### GIVEN PROBLEM 1
Reproduce the full passage on Levitical laws and the patriarchs word for word.

The next bewilderment of the OT comes from what I will just label as the Levitical Laws.  In here, there are laws that seem to be strange, obscure, cruel, outdated, and culturally defined.  Many people wonder why Christians don’t follow these laws anymore.  Without too much detail I just want to introduce the concept of the three separate types of laws.  There are civil laws, laws that were primarily directed toward how the Jewish people would conduct their lives in a way that would separate themselves from the people around them.  Next there are ceremonial laws, laws that governed how they would conduct themselves with issues regarding the temple and people’s interaction with it.  Lastly, there are moral laws, these are the laws that are meant to give direction on what things are morally prohibited, permissible, and obligatory.  Understanding this structure of different types of laws, it gives more credibility to the justification for not following all the Levitical laws, and how we can say somethings were cultural and other things were meant to be eternal.  The ceremonial and civil laws are more generally thought to be cultural in some way, while moral laws are thought to transcend time and culture.

Next, I want to address the attacks that are mounted at the patriarchs and the array of sinful behavior.  The objection essentially goes by showing all the sinful things the patriarchs did, whether it was polygamy or lying or betrayal or any other sin, and question the integrity of a god who would allow His fathers of a faith to act in such a way.  I think this, like all the others is a legitimate concern, and needs to be deeply responded to, but here I will only offer one sort of way to look at.  I think it’s important to first note that the patriarchs didn’t have the Holy Spirit living inside them like we do now.  So, the standard for how a leader should conduct themselves wasn’t as stringent since they didn’t have God living inside them at all times convicting them of sin.  Next, it’s extremely important to take a look at the stories recorded around their lives and see how things turn out for them when they sin and when they obey God.  These narratives can be used as examples to show that when you live a life not in accordance with God’s design, you will suffer the consequences of living in sin.  Also, when you live an obedient life, you will reap the rewards of putting God first.  It is also a beautiful example of how God is able to use broken and sinful people, to bring about His will and display His glory.  It is a reminder to all of us that we are never too far gone for God to use us, or that we don’t need to be perfect for God to use us as His examples to the world.

### DATASET EXTRACT
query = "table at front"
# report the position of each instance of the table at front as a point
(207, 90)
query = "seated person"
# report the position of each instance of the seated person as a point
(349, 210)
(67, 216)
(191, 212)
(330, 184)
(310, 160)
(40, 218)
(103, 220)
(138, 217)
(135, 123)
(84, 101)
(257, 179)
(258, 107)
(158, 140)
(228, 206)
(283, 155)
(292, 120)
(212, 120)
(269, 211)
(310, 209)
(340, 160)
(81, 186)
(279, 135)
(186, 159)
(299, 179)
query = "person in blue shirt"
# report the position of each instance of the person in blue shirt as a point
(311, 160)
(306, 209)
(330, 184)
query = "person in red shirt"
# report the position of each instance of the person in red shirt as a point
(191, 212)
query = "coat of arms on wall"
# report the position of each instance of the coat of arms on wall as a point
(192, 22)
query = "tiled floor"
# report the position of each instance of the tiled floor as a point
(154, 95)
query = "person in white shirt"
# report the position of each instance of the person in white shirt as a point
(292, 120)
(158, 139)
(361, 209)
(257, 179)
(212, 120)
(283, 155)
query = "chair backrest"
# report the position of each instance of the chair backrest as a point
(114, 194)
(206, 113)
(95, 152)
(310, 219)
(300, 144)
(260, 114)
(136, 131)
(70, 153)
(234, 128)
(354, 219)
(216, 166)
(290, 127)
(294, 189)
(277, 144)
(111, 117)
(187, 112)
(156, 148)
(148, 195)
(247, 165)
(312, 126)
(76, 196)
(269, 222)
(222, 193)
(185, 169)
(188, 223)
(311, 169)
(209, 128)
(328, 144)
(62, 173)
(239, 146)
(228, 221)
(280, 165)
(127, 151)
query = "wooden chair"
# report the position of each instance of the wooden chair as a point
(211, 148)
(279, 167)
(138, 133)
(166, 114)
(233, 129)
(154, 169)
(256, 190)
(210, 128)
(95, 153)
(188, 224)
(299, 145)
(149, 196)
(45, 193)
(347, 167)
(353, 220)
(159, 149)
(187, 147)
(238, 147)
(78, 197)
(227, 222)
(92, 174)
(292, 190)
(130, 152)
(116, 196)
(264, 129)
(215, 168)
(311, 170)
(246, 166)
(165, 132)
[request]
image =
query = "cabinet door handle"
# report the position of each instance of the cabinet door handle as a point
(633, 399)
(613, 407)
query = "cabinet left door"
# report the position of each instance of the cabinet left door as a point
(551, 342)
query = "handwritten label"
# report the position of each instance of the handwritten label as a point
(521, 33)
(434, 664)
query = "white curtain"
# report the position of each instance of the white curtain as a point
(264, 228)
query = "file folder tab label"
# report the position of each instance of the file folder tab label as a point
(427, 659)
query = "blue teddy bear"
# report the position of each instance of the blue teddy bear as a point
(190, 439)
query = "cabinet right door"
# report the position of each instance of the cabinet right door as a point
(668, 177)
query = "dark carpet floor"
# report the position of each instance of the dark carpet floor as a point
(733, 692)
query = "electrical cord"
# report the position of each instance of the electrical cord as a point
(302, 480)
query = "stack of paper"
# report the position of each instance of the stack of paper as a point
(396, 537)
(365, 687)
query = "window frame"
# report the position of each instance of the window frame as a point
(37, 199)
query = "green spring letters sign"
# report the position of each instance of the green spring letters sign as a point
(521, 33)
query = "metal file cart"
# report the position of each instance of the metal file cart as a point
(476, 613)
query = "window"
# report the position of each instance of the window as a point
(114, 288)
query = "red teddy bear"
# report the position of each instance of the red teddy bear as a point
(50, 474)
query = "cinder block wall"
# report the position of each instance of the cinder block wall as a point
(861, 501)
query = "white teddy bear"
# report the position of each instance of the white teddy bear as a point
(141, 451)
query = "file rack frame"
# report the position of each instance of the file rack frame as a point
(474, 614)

### GIVEN PROBLEM 2
How many lines in the records contain the string "handle", with case counting? Reply with the number alone.

### EXERCISE RESPONSE 1
The next bewilderment of the OT comes from what I will just label as the Levitical Laws.  In here, there are laws that seem to be strange, obscure, cruel, outdated, and culturally defined.  Many people wonder why Christians don’t follow these laws anymore.  Without too much detail I just want to introduce the concept of the three separate types of laws.  There are civil laws, laws that were primarily directed toward how the Jewish people would conduct their lives in a way that would separate themselves from the people around them.  Next there are ceremonial laws, laws that governed how they would conduct themselves with issues regarding the temple and people’s interaction with it.  Lastly, there are moral laws, these are the laws that are meant to give direction on what things are morally prohibited, permissible, and obligatory.  Understanding this structure of different types of laws, it gives more credibility to the justification for not following all the Levitical laws, and how we can say somethings were cultural and other things were meant to be eternal.  The ceremonial and civil laws are more generally thought to be cultural in some way, while moral laws are thought to transcend time and culture.

Next, I want to address the attacks that are mounted at the patriarchs and the array of sinful behavior.  The objection essentially goes by showing all the sinful things the patriarchs did, whether it was polygamy or lying or betrayal or any other sin, and question the integrity of a god who would allow His fathers of a faith to act in such a way.  I think this, like all the others is a legitimate concern, and needs to be deeply responded to, but here I will only offer one sort of way to look at.  I think it’s important to first note that the patriarchs didn’t have the Holy Spirit living inside them like we do now.  So, the standard for how a leader should conduct themselves wasn’t as stringent since they didn’t have God living inside them at all times convicting them of sin.  Next, it’s extremely important to take a look at the stories recorded around their lives and see how things turn out for them when they sin and when they obey God.  These narratives can be used as examples to show that when you live a life not in accordance with God’s design, you will suffer the consequences of living in sin.  Also, when you live an obedient life, you will reap the rewards of putting God first.  It is also a beautiful example of how God is able to use broken and sinful people, to bring about His will and display His glory.  It is a reminder to all of us that we are never too far gone for God to use us, or that we don’t need to be perfect for God to use us as His examples to the world.

### EXERCISE RESPONSE 2
2